** 书面练习 **
请照原文抄写下面这篇讲消息延迟追踪的页面摘录中的一段,从“本文介绍如何使用 EMQX Cloud”开始,一直抄到“EMQX v5 版本的部署已创建并可访问。”为止。

使用事件主题和 TimescaleDB 集成追踪消息延迟
EMQX Cloud 可以利用事件主题和基于规则的数据集成,在完整的 MQTT 传输路径上构建端到端的消息可追溯性。通过这种方式,可以从发布者发送消息的那一刻起,经过 Broker 端处理,直到订阅者确认收到为止,全程采集延迟数据。
本文介绍如何使用 EMQX Cloud 与 TimescaleDB 构建这一可追溯性工作流。最终实现一套实用的延迟观测机制,可用于测量以下各阶段的延迟:
- 发布者到 Broker 的延迟
- Broker 端处理延迟
- Broker 到订阅者的延迟
- 端到端总传输延迟
实现方案将追踪事件存储到 TimescaleDB,并通过 SQL 查询检查原始记录、验证数据完整性,以及计算各阶段的平均延迟。
前置准备
开始前,请确保满足以下条件:
- EMQX v5 版本的部署已创建并可访问。
- TimescaleDB 已部署并可访问。
- 发布者和订阅者的系统时钟已同步。
- 发布者在每条 MQTT 消息的 Payload 中包含
publish_at时间戳。 - 使用 QoS 1 或 QoS 2,以便捕获确认事件。
- 客户端与数据库的时间戳处理使用统一时区,推荐使用 UTC。
时间戳定义
追踪模型中使用以下时间戳:
publish_at:发布者写入 MQTT Payload 的客户端侧时间戳。publish_received_at:EMQX 接收到 PUBLISH 报文的时间。message_delivered:EMQX 将消息投递至订阅者侧的时间。message_acked:EMQX 收到订阅者确认(ACK)的时间。

** 记录信息 **
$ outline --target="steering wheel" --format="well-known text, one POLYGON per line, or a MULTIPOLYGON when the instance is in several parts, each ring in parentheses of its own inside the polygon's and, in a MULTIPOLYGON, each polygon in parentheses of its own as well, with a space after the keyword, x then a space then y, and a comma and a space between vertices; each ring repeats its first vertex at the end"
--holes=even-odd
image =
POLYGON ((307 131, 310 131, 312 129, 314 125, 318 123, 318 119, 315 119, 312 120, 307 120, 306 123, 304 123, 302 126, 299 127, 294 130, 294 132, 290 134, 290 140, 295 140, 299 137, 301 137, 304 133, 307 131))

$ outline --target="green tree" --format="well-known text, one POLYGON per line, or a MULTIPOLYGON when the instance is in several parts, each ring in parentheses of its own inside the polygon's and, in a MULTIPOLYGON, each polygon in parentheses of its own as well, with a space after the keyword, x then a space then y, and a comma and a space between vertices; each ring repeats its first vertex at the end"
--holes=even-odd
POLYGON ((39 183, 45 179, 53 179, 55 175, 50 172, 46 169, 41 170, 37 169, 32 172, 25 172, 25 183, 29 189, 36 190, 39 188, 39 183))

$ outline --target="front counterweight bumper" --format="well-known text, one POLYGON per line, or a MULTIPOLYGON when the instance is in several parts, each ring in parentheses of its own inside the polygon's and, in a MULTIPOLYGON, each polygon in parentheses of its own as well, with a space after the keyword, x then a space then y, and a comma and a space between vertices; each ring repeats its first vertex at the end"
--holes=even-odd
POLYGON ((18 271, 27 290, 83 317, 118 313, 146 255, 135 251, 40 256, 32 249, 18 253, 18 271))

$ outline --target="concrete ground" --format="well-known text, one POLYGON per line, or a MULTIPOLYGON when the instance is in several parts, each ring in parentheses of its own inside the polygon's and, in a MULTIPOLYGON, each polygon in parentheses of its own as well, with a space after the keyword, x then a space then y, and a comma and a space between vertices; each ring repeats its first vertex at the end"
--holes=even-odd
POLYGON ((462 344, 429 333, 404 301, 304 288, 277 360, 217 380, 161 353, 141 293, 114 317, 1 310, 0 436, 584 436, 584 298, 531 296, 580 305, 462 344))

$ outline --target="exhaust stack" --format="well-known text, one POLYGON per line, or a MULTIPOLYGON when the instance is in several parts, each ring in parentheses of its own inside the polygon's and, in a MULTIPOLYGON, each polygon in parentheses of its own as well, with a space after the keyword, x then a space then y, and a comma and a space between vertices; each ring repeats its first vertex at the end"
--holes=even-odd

** 练习结果 **
本文介绍如何使用 EMQX Cloud 与 TimescaleDB 构建这一可追溯性工作流。最终实现一套实用的延迟观测机制,可用于测量以下各阶段的延迟:
- 发布者到 Broker 的延迟
- Broker 端处理延迟
- Broker 到订阅者的延迟
- 端到端总传输延迟
实现方案将追踪事件存储到 TimescaleDB,并通过 SQL 查询检查原始记录、验证数据完整性,以及计算各阶段的平均延迟。
前置准备
开始前,请确保满足以下条件:
- EMQX v5 版本的部署已创建并可访问。